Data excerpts

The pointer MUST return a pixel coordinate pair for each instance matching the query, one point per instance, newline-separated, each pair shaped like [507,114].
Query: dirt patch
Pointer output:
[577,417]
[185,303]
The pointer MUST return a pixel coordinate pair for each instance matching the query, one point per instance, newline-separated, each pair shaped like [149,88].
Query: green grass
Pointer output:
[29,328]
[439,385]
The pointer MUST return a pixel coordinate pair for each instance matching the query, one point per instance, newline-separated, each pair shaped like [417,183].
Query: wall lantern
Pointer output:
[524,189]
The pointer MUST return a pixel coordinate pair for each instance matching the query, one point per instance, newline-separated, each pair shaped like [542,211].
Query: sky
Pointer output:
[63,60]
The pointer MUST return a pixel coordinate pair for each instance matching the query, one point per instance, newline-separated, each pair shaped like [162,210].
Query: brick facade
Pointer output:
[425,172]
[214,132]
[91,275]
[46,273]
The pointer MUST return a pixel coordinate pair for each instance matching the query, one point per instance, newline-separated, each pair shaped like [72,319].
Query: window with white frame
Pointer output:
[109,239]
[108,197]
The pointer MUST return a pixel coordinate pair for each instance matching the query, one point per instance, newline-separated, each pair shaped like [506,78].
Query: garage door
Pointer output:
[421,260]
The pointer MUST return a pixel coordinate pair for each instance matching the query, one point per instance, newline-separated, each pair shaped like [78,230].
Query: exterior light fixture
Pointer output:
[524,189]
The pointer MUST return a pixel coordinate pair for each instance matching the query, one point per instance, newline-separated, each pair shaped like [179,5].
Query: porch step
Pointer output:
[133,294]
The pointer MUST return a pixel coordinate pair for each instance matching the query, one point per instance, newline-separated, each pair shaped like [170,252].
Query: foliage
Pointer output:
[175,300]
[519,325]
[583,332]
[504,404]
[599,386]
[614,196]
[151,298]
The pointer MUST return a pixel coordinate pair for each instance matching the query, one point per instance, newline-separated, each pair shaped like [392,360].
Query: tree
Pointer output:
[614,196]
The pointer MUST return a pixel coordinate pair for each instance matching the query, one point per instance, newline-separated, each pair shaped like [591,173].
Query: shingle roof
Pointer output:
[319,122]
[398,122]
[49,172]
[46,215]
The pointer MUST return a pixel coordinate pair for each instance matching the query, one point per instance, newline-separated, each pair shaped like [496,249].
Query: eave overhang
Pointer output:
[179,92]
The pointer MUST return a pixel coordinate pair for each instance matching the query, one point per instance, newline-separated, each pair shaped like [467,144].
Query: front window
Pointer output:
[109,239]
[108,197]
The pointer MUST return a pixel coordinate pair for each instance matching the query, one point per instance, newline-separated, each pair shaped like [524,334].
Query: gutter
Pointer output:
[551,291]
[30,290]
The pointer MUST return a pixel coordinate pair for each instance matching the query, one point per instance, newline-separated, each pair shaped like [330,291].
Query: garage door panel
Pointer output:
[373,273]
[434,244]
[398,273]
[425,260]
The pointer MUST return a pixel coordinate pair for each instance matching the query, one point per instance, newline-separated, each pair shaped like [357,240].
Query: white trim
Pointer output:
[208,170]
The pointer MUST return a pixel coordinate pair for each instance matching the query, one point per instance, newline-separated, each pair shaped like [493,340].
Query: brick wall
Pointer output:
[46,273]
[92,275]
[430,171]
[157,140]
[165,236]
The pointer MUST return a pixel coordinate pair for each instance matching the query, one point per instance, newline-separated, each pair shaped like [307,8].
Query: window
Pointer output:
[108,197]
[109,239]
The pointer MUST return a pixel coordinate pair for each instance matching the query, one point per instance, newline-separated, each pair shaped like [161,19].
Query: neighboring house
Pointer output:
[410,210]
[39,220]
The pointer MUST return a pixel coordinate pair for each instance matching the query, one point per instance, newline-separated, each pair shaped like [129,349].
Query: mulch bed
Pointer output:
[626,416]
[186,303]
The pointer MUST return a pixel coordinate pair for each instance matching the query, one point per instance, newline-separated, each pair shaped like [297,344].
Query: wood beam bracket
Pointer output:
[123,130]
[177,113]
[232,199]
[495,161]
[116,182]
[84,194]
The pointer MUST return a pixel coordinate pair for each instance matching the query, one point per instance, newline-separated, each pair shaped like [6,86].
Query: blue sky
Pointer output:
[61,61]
---
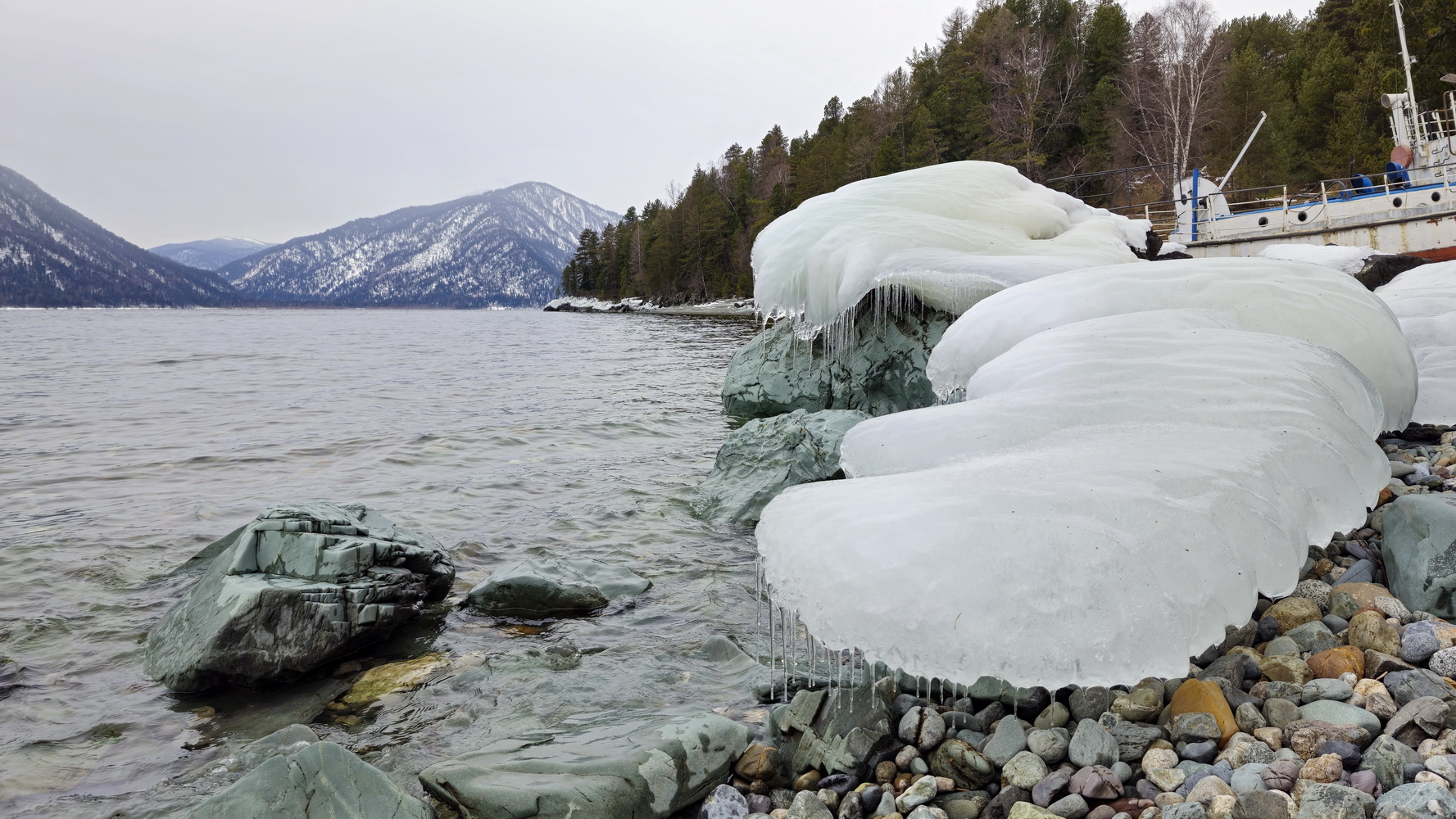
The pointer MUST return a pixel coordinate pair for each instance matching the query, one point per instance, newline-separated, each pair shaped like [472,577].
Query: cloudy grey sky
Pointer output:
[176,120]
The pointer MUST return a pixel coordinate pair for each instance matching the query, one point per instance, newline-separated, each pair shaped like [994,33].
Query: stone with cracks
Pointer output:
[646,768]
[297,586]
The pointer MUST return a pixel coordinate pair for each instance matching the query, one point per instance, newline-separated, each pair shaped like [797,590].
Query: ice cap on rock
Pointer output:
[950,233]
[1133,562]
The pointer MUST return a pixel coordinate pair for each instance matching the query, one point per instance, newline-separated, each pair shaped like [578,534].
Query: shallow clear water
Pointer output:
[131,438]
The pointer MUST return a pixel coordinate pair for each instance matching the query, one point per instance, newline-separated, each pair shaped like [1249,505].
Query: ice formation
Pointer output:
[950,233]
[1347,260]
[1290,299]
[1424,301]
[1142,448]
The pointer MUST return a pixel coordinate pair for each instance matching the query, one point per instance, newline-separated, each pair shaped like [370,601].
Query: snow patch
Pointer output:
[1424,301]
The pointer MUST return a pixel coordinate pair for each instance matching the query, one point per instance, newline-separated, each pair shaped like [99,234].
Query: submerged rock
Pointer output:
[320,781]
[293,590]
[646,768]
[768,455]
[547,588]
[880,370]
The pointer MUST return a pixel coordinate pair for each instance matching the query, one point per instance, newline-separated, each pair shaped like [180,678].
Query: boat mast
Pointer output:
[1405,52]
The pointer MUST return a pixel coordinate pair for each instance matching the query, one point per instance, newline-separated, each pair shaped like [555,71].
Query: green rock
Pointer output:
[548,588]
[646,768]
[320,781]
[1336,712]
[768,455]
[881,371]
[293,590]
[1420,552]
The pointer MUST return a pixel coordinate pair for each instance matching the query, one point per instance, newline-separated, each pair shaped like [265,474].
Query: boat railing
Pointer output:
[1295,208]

About this task:
If a line above contains the string "with", count it, then give the total and nothing else.

Solution for this task:
2